▸ **Task to complete**: Pick out every line in the records below that contains the string "clicks", and copy each one. Uppercase and lowercase count as different letters.

+ + + + +

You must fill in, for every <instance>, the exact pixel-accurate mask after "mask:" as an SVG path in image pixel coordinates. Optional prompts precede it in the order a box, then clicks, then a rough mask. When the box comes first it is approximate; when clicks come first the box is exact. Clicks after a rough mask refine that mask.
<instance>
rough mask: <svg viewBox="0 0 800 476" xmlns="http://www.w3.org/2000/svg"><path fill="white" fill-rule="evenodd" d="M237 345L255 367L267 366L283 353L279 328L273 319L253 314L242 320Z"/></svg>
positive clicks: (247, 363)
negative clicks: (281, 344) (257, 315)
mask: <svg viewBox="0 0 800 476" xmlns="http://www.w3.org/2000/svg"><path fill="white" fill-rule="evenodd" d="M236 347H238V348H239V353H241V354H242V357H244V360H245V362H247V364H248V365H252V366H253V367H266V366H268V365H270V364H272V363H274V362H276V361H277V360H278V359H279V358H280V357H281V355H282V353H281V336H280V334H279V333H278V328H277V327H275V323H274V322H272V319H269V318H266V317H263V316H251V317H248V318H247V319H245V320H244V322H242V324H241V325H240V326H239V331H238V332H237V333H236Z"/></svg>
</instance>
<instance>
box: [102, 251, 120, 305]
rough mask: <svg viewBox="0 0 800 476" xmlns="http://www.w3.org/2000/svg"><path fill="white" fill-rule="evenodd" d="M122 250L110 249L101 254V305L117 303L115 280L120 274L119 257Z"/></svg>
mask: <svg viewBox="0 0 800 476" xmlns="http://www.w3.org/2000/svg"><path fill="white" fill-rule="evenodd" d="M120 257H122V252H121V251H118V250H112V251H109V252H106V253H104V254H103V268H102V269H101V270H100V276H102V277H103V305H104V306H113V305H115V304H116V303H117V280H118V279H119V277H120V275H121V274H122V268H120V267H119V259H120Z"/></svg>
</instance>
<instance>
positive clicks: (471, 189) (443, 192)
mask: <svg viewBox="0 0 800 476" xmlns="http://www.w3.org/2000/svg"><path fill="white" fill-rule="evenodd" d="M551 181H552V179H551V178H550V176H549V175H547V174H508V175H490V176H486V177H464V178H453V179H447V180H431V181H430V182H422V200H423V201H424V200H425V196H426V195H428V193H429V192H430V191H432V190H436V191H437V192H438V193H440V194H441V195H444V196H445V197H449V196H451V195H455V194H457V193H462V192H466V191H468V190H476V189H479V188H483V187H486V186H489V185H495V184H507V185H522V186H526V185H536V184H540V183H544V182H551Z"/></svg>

+ + + + +

▸ **Completed exercise**:
You must fill in, for every <instance>, the exact pixel-accurate mask after "mask:" as an SVG path in image pixel coordinates. Optional prompts precede it in the order a box, then clicks, then a rough mask. When the box comes first it is approximate; when clicks come first the box is exact. Clicks after a rough mask refine that mask.
positive clicks: (247, 363)
negative clicks: (281, 344) (257, 315)
positive clicks: (471, 189) (443, 192)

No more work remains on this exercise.